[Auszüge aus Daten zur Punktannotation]
★ ★ ★ ★ ★
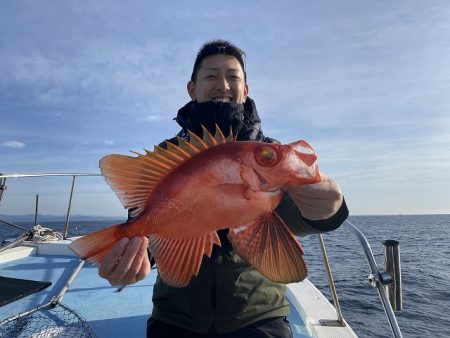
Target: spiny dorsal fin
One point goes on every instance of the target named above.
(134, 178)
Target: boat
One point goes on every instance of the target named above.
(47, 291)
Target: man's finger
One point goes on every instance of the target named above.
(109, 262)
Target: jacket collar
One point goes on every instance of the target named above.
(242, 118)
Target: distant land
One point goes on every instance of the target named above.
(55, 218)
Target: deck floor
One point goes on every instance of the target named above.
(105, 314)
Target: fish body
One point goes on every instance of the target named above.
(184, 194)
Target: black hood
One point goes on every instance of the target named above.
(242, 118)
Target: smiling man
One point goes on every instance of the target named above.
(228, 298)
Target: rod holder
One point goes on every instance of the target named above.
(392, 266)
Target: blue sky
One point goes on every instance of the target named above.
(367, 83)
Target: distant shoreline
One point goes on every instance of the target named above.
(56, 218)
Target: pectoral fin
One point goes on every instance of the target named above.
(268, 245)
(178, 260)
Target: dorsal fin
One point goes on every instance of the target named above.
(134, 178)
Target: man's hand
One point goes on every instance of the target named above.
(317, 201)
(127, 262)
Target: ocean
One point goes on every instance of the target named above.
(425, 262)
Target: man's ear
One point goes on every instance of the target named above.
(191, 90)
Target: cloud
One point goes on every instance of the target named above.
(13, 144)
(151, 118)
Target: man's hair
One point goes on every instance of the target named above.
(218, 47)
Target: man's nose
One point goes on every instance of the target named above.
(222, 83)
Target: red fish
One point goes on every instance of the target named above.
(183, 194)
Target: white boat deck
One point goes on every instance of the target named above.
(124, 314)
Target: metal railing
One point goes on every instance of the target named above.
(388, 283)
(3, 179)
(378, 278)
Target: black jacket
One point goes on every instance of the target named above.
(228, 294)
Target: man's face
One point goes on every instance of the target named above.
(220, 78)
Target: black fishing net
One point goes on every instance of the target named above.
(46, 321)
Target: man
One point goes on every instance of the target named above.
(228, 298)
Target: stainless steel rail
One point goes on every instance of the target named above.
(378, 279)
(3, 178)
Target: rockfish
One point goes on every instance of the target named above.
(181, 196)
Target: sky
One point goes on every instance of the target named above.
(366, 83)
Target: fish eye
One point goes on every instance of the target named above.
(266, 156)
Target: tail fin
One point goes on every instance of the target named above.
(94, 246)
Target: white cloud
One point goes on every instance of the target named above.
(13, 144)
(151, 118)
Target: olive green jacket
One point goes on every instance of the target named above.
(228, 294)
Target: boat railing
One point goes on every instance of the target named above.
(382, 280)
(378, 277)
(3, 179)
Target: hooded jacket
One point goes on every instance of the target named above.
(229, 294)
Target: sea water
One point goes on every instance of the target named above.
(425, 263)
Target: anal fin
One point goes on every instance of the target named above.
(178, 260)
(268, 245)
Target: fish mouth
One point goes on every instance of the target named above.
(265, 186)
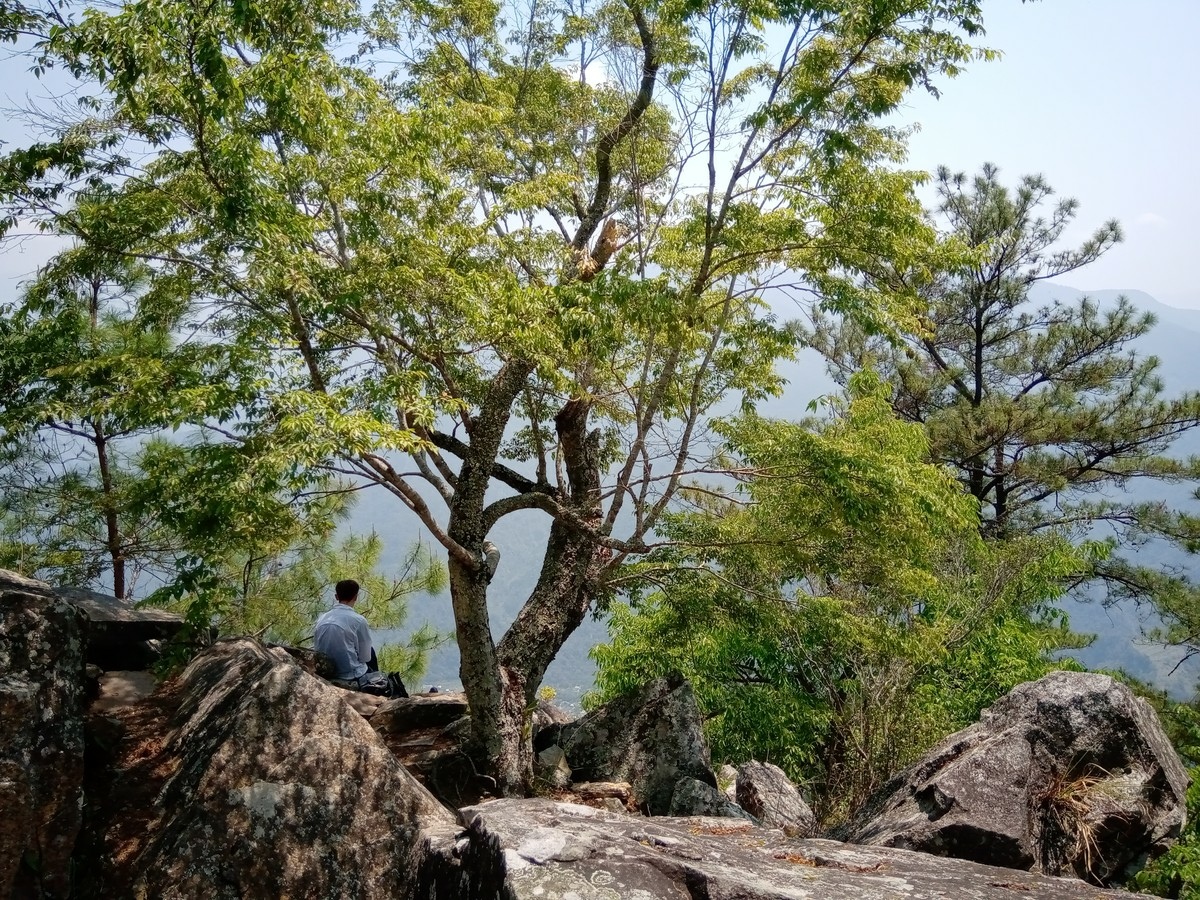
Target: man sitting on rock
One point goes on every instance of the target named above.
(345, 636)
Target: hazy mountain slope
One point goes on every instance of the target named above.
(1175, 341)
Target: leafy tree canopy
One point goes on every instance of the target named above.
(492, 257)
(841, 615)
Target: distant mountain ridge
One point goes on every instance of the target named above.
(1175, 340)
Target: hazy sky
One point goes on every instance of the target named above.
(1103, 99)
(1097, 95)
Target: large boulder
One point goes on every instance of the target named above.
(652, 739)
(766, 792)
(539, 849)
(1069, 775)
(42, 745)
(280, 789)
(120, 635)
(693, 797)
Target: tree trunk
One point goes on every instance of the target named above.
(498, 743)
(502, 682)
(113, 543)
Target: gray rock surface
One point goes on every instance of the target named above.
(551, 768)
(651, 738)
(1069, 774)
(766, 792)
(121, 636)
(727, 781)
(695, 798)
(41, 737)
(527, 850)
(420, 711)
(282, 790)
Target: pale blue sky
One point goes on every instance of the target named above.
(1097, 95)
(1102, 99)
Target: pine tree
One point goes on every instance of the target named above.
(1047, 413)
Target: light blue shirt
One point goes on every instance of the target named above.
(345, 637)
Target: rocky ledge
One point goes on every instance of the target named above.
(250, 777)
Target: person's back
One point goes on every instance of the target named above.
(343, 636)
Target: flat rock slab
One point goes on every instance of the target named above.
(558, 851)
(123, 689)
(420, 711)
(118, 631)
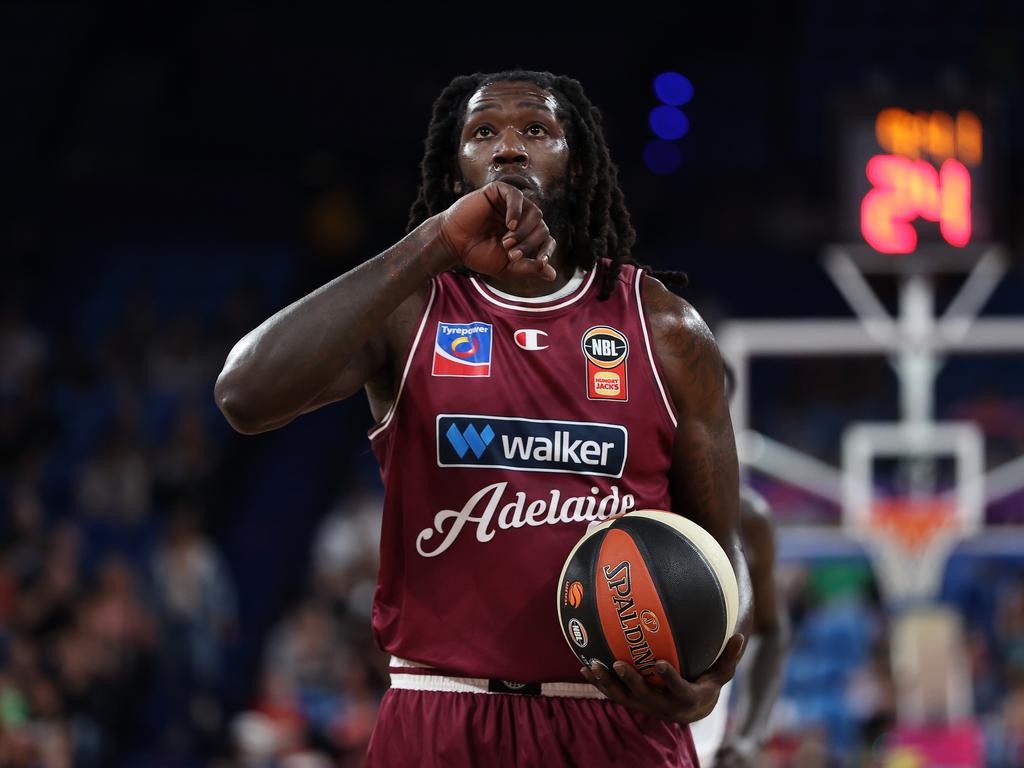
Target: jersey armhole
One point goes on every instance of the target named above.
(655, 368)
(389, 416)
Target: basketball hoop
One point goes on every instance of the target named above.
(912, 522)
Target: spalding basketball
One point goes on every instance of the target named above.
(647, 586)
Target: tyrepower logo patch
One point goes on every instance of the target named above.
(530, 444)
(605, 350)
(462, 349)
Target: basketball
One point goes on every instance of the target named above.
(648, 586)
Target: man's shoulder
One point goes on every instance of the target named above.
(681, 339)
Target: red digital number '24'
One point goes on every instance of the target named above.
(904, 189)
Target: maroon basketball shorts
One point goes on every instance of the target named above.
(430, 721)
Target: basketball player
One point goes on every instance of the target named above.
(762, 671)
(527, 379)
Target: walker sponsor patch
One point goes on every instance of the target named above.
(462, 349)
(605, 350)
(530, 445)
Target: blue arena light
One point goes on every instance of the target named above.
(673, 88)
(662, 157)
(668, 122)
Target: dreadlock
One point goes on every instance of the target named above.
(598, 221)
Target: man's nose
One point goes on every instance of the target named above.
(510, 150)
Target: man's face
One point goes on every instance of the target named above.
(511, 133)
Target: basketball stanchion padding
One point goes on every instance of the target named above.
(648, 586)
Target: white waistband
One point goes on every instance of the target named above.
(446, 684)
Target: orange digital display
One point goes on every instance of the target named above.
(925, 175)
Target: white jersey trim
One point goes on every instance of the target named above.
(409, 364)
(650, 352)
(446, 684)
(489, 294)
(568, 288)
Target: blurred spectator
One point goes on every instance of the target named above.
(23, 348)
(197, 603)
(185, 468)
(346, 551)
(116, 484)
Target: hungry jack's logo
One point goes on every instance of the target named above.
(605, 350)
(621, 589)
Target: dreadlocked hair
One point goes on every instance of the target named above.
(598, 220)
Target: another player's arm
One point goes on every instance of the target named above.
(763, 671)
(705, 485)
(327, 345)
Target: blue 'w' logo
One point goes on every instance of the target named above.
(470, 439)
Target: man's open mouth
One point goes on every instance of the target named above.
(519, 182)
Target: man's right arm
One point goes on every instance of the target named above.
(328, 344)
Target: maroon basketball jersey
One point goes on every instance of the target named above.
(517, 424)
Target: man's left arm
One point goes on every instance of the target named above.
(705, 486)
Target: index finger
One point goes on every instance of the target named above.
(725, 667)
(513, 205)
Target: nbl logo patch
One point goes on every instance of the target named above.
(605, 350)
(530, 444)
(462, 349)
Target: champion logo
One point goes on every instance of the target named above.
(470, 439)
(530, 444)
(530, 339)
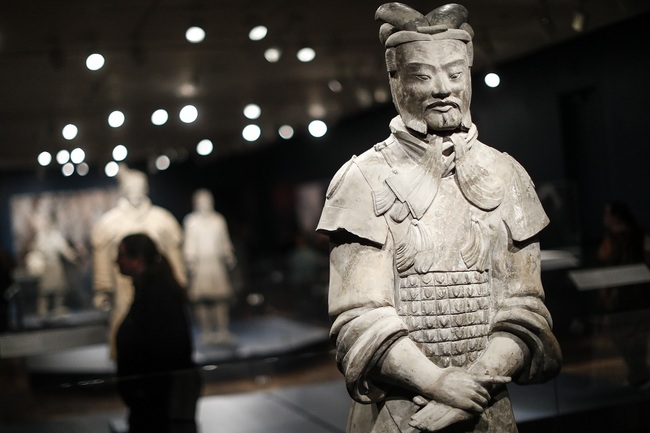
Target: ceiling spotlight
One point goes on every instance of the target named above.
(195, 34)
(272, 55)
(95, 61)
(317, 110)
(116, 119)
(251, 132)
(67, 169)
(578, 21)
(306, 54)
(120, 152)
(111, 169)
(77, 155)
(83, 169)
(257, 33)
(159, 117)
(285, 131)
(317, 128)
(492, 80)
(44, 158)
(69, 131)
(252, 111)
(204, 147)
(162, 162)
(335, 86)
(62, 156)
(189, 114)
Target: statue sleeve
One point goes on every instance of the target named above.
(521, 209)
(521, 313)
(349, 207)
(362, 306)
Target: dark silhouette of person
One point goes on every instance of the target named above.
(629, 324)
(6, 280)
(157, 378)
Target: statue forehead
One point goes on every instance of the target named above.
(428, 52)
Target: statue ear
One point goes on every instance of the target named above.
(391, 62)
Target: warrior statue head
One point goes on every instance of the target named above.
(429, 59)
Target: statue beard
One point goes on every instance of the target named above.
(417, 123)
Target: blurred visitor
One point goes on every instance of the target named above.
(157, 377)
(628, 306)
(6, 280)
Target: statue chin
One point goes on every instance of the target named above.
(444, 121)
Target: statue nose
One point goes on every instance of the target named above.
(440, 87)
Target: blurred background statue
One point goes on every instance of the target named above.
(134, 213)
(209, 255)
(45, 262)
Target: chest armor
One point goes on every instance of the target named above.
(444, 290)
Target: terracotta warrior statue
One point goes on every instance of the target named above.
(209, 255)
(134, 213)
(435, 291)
★ ★ ★ ★ ★
AUFGABE ▸ Schreiben Sie den Teil der Einträge unverändert ab, der mit der Zeile beginnt, die „Target: blurred visitor“ enthält, und bis zum Ende der Einträge reicht.

ANTWORT ▸
Target: blurred visitor
One point goes on every instance of the target named above.
(157, 377)
(628, 306)
(6, 280)
Target: statue chin
One point goes on every instance of the target named above.
(444, 121)
Target: statue nose
One point goes on every instance of the target named above.
(440, 87)
Target: blurred background statue
One point goes on every instance of the target named above.
(134, 213)
(209, 255)
(45, 262)
Target: chest armor
One point goes on every instance of the target named above.
(444, 290)
Target: terracotta warrior statue
One point goes on every instance of the target named above.
(209, 255)
(134, 213)
(435, 291)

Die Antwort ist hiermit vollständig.